Directions — Show each line of the records below that contains the word "body". Copy every such line in full.

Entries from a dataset
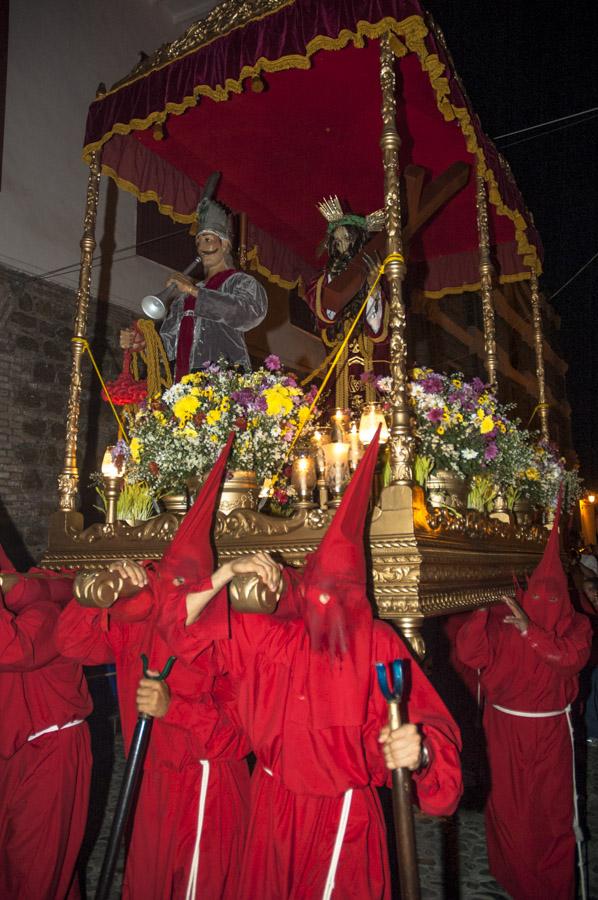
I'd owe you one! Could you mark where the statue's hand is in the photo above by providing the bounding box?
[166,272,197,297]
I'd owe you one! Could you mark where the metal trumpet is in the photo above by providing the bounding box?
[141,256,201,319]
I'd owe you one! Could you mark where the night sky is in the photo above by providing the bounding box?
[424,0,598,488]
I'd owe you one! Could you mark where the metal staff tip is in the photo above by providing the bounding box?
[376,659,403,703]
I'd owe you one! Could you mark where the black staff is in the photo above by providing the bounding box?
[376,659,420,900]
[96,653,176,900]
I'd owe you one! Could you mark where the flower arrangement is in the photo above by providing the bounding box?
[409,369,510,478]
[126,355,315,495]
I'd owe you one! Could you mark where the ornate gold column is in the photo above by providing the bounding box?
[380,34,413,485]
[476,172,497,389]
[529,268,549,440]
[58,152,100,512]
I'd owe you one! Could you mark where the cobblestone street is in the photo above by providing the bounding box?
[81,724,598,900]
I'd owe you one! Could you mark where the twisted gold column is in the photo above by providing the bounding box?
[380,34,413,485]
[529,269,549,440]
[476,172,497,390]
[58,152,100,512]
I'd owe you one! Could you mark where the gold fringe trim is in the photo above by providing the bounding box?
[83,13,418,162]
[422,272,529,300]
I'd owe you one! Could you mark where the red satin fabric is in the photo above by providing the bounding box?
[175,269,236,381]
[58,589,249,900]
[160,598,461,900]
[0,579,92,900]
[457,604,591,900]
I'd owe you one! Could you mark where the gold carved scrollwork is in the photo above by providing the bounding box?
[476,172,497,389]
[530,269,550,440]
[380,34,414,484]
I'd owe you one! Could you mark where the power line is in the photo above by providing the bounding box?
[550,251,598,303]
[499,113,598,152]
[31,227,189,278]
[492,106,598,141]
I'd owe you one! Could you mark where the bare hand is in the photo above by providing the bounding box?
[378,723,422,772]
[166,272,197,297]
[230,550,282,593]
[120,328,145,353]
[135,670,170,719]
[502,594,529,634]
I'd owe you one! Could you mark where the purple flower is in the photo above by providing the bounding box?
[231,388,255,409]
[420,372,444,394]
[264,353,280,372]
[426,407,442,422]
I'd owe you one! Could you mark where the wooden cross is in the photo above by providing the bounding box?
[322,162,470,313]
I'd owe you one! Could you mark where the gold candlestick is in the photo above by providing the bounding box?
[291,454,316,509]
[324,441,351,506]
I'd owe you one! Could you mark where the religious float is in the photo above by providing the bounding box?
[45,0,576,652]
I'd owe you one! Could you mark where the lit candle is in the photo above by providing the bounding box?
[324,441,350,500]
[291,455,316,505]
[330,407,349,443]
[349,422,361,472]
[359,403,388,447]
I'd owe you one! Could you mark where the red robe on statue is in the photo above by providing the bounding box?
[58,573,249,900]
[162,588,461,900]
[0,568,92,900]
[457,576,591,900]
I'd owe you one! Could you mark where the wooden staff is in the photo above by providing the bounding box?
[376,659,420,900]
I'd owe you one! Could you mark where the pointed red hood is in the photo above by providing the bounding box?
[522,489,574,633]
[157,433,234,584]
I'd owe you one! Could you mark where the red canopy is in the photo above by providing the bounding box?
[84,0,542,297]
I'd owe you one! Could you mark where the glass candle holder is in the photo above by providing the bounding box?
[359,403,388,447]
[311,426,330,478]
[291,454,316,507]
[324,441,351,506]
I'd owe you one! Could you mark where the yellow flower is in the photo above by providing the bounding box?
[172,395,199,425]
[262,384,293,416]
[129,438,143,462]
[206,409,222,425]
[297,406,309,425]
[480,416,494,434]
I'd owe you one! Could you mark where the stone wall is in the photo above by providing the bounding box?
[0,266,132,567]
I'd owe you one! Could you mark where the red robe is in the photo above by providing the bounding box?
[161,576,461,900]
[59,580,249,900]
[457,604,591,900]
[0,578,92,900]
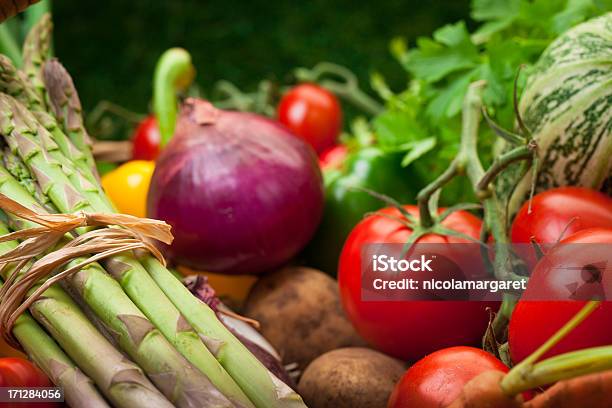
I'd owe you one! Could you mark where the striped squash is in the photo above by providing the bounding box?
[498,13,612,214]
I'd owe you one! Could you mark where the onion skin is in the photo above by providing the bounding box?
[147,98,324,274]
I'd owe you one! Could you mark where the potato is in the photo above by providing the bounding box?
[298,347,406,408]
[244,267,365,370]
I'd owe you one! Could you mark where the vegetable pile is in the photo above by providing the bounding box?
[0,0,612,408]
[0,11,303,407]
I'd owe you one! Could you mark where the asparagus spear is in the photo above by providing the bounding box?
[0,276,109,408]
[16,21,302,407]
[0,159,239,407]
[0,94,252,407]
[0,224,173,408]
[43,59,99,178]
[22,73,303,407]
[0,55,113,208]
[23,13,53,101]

==

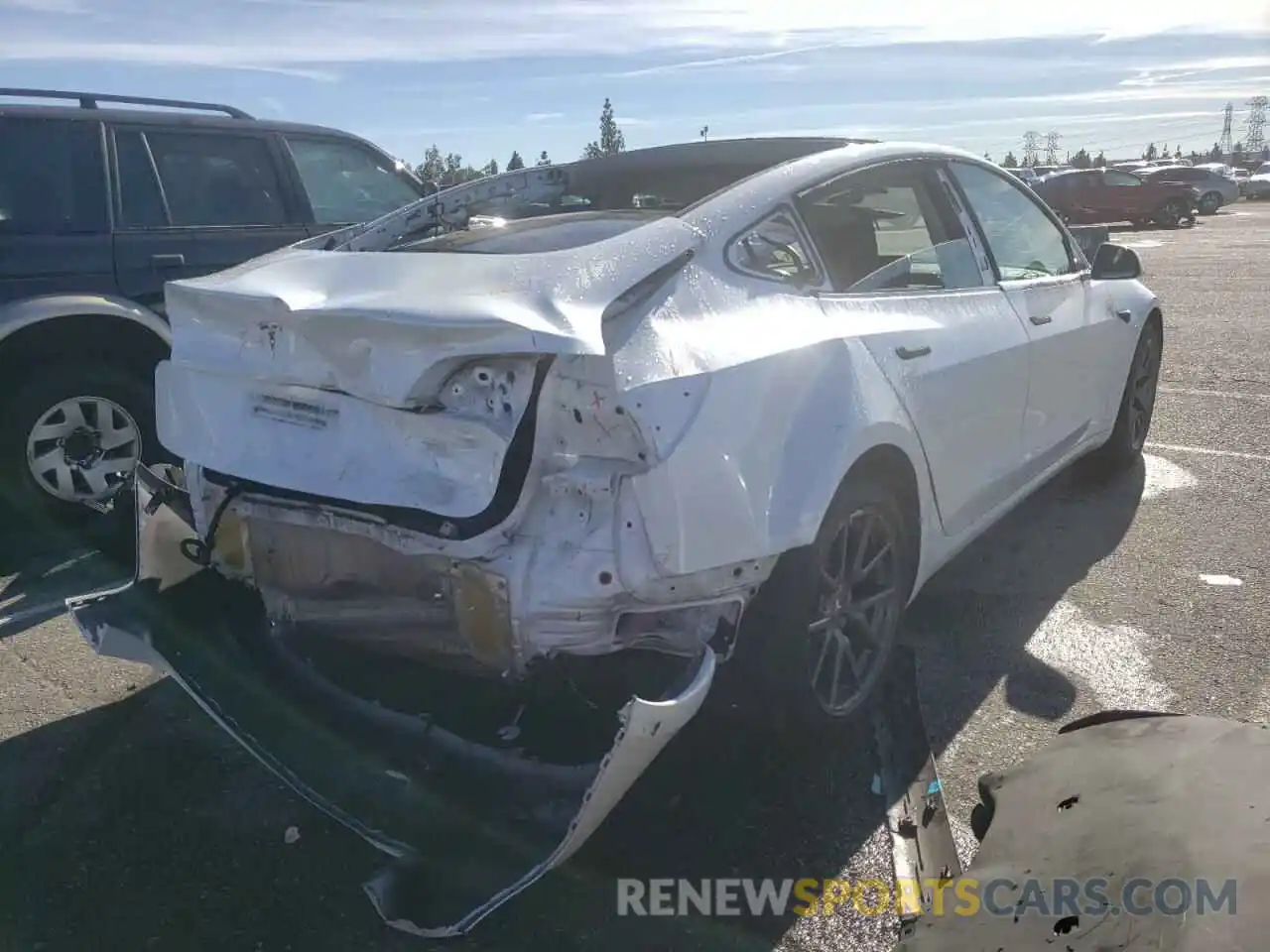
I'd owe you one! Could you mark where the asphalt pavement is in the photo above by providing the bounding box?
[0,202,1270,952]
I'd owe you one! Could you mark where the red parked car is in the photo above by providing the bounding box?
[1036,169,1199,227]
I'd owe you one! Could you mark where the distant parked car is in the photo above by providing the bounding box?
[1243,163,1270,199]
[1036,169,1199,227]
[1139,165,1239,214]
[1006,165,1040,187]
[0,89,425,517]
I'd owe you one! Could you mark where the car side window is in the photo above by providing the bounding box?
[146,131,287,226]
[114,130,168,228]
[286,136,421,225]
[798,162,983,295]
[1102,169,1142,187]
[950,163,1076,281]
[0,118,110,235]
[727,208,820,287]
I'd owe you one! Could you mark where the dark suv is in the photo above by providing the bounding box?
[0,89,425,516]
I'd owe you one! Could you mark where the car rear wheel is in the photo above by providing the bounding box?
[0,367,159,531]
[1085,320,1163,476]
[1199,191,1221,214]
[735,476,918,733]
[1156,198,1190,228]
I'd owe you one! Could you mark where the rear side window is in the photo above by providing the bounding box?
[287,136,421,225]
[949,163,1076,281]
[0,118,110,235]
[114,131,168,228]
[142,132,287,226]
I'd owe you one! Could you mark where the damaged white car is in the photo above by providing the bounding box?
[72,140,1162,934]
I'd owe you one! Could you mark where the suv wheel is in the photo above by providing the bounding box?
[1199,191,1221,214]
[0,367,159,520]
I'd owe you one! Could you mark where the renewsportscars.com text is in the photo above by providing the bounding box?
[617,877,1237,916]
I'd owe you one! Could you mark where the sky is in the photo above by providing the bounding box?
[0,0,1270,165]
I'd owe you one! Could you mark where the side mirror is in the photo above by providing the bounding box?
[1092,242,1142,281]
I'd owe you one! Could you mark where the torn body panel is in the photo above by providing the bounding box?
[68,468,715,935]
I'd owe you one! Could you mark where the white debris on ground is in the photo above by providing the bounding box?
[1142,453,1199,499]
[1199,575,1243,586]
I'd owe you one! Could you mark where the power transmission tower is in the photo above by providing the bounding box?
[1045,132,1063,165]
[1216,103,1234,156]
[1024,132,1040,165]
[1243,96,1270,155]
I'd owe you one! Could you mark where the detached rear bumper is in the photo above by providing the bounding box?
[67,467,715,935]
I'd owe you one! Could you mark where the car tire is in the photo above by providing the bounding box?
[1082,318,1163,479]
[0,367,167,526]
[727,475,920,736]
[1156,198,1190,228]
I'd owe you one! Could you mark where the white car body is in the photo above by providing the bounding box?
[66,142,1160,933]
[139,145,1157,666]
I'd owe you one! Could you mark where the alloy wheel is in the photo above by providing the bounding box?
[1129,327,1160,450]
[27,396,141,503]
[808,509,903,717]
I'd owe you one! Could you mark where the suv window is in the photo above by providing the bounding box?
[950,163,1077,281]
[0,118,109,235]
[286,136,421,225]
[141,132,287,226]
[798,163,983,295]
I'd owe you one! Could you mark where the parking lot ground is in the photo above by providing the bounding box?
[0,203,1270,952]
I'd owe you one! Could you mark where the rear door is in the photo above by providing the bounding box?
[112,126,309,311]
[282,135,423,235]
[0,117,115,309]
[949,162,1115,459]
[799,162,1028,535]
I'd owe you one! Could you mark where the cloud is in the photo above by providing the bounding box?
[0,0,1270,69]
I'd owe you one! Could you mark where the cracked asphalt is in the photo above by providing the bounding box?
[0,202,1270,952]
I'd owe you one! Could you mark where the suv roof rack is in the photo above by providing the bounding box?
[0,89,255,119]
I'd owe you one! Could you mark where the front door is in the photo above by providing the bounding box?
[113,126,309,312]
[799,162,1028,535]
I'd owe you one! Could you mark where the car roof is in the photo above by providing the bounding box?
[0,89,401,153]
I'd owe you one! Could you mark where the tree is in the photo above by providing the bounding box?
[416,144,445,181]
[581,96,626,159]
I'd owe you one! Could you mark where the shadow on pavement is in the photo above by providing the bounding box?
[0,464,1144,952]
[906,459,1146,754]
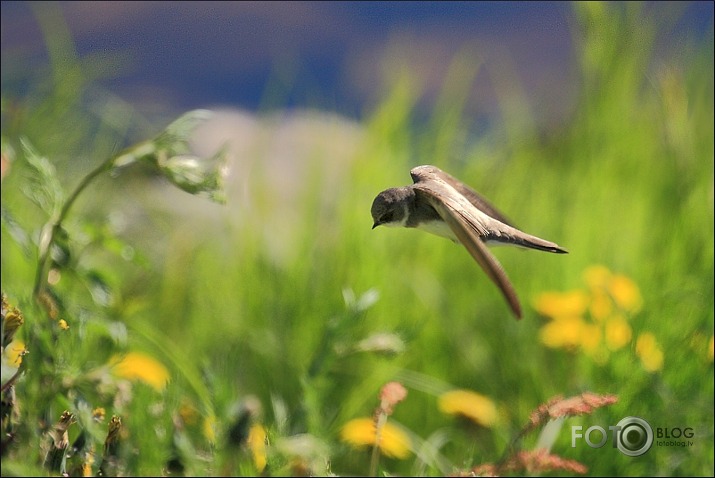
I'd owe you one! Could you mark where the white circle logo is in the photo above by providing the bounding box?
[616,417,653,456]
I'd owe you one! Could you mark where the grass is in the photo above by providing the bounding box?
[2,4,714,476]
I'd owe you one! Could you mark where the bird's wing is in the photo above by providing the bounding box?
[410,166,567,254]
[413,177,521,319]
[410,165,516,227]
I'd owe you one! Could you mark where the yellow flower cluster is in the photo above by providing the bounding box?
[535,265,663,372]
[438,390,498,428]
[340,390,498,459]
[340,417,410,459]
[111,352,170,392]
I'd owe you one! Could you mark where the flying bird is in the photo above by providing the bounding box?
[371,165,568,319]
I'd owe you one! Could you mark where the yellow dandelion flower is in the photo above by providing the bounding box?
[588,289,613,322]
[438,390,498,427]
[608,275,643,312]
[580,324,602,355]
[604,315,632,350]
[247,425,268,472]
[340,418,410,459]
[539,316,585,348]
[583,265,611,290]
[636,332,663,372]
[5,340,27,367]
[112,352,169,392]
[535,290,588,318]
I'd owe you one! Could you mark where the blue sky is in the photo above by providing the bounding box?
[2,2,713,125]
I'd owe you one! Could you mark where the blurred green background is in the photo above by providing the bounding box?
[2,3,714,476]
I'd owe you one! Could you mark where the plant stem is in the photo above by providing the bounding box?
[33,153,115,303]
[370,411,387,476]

---

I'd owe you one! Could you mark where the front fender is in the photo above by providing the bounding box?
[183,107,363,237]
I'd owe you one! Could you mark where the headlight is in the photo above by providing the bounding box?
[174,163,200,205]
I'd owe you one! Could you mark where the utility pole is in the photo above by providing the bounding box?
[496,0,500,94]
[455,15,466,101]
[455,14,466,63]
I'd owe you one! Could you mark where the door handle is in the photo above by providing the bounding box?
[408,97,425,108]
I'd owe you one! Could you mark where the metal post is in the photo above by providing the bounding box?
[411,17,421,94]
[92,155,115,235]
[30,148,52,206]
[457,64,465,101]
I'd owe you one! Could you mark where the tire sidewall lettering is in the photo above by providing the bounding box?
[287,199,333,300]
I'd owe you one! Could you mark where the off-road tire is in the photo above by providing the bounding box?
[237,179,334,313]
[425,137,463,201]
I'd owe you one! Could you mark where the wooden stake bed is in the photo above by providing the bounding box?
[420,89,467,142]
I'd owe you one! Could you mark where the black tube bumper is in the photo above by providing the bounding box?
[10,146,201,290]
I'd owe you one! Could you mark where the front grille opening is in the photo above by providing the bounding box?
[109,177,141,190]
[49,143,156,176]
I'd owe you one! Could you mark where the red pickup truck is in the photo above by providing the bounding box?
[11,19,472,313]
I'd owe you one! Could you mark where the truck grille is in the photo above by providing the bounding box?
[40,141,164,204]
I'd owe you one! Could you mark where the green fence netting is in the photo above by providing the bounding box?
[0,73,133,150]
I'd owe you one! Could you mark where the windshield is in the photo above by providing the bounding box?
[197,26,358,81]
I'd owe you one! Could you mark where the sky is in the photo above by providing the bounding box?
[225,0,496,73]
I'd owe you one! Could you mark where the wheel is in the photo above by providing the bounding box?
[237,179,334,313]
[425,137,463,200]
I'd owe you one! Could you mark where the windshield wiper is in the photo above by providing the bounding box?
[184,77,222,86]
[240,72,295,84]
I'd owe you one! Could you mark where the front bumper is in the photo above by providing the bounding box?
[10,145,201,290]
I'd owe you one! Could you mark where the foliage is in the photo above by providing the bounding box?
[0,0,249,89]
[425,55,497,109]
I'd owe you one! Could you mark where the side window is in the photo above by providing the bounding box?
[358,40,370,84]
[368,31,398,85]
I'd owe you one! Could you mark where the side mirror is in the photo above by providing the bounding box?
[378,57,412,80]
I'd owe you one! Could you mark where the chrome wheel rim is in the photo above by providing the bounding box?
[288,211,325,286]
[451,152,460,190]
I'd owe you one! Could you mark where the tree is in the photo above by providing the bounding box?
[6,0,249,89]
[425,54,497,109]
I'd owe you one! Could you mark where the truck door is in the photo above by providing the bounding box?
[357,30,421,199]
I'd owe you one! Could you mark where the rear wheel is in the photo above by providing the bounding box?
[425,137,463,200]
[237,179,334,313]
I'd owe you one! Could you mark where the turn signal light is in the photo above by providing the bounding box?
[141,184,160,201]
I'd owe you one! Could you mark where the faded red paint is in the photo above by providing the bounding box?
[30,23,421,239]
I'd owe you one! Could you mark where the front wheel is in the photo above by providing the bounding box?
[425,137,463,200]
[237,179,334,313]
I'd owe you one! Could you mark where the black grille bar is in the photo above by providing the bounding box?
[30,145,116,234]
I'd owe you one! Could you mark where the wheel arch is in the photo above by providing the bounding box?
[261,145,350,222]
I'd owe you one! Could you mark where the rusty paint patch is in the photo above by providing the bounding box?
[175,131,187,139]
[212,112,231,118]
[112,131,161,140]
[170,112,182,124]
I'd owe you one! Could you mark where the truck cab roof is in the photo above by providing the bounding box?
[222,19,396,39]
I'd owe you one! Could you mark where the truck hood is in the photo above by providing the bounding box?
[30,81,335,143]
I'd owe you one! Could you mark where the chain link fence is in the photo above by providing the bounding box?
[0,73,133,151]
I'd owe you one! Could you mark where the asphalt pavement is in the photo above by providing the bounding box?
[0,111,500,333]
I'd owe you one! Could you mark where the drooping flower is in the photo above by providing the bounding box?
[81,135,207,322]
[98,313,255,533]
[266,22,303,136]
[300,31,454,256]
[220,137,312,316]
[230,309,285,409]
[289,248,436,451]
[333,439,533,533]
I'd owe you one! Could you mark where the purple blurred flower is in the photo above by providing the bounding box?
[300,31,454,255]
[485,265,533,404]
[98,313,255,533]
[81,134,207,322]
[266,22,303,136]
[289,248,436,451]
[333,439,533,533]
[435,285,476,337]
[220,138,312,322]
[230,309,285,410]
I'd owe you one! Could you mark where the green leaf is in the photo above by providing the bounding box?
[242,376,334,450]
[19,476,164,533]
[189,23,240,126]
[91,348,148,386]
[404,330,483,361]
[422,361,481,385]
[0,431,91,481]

Result for this task —
I'd owe you one! Could you mark where the torn body panel is in the photo above by providing the bounding box?
I'd owe you one! Could you mark where the white car body is in the photo above by providing the bounding box?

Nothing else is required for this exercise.